(Collected data entries)
=== Begin Enclosure ===

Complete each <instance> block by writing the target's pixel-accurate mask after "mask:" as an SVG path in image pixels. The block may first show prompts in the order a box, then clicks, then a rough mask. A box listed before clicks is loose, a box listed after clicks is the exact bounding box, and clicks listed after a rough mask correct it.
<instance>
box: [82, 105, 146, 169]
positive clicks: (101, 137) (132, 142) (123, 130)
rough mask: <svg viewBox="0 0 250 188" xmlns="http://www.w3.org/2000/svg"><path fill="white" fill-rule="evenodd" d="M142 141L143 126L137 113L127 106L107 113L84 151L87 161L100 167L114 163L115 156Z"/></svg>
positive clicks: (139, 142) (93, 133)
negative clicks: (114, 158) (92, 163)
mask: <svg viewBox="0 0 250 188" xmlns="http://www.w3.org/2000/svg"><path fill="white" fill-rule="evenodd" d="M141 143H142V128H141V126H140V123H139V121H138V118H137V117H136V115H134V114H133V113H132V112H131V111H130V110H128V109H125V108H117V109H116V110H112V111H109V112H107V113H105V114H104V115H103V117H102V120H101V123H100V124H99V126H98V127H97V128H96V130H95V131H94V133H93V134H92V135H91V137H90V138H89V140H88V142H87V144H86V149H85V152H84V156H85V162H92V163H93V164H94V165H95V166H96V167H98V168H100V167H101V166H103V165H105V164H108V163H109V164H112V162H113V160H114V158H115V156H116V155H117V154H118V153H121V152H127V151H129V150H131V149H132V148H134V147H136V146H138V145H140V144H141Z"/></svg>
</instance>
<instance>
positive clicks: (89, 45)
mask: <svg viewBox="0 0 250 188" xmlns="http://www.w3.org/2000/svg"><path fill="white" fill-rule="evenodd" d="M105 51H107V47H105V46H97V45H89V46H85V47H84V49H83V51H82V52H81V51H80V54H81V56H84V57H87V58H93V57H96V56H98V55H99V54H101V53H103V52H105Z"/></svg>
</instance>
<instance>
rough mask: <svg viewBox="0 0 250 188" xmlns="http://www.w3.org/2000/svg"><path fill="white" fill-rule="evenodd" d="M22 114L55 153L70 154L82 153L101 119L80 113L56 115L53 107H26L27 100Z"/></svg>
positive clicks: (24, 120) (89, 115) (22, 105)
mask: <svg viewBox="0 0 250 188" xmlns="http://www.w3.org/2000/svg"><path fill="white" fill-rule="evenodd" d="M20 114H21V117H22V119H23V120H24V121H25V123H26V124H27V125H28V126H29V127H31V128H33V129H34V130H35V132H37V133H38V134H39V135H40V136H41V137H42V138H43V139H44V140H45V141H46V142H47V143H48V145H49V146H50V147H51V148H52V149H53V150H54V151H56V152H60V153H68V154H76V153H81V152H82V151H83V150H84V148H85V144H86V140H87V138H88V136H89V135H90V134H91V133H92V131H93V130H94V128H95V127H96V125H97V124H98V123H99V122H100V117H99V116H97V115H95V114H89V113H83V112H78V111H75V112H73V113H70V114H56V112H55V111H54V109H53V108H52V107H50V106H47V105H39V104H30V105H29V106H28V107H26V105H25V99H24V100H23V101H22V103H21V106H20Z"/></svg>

=== End Enclosure ===

What you should do:
Can you copy all of the data above line for line, with no changes?

Answer to this exercise:
Complete each <instance> block by writing the target's pixel-accurate mask after "mask:" as an SVG path in image pixels. The block may first show prompts in the order a box, then clicks, then a rough mask. A box listed before clicks is loose, a box listed after clicks is the exact bounding box, and clicks listed after a rough mask correct it.
<instance>
box: [82, 105, 146, 169]
positive clicks: (101, 137) (132, 142) (123, 130)
rough mask: <svg viewBox="0 0 250 188" xmlns="http://www.w3.org/2000/svg"><path fill="white" fill-rule="evenodd" d="M142 141L143 126L137 113L127 106L107 113L84 151L87 161L100 167L114 163L115 156Z"/></svg>
positive clicks: (139, 142) (93, 133)
negative clicks: (114, 158) (92, 163)
mask: <svg viewBox="0 0 250 188" xmlns="http://www.w3.org/2000/svg"><path fill="white" fill-rule="evenodd" d="M141 143H142V128H141V126H140V123H139V121H138V118H137V117H136V115H134V114H133V113H132V112H131V111H130V110H128V109H125V108H117V109H116V110H112V111H109V112H107V113H105V114H104V115H103V117H102V120H101V123H100V124H99V126H98V127H97V128H96V130H95V131H94V133H93V134H92V135H91V137H90V138H89V140H88V142H87V144H86V149H85V152H84V156H85V162H92V163H93V164H94V165H95V166H96V167H98V168H100V167H101V166H103V165H105V164H108V163H109V164H112V162H113V160H114V158H115V156H116V155H117V154H118V153H121V152H127V151H129V150H131V149H132V148H134V147H136V146H138V145H140V144H141Z"/></svg>
</instance>
<instance>
positive clicks: (89, 45)
mask: <svg viewBox="0 0 250 188" xmlns="http://www.w3.org/2000/svg"><path fill="white" fill-rule="evenodd" d="M105 51H107V47H105V46H97V45H89V46H85V47H84V49H83V51H82V52H81V51H80V54H81V56H84V57H87V58H93V57H96V56H98V55H99V54H101V53H103V52H105Z"/></svg>
</instance>
<instance>
rough mask: <svg viewBox="0 0 250 188" xmlns="http://www.w3.org/2000/svg"><path fill="white" fill-rule="evenodd" d="M22 114L55 153L70 154L82 153L101 119L80 113L56 115L53 107H26L27 100Z"/></svg>
positive clicks: (24, 120) (89, 115) (22, 105)
mask: <svg viewBox="0 0 250 188" xmlns="http://www.w3.org/2000/svg"><path fill="white" fill-rule="evenodd" d="M20 114H21V117H22V119H23V120H24V121H25V123H26V124H27V125H28V126H29V127H31V128H33V129H34V130H35V132H37V133H38V134H39V135H40V136H41V137H42V138H43V139H44V140H45V141H46V142H47V143H48V145H49V146H50V147H51V148H52V149H53V150H54V151H56V152H60V153H68V154H76V153H81V152H82V151H83V150H84V148H85V144H86V140H87V138H88V136H89V135H90V134H91V133H92V131H93V130H94V128H95V127H96V125H97V124H98V123H99V122H100V117H99V116H97V115H95V114H89V113H83V112H78V111H75V112H73V113H70V114H56V112H55V111H54V109H53V108H52V107H50V106H47V105H39V104H30V105H29V106H28V107H26V105H25V99H24V100H23V101H22V103H21V106H20Z"/></svg>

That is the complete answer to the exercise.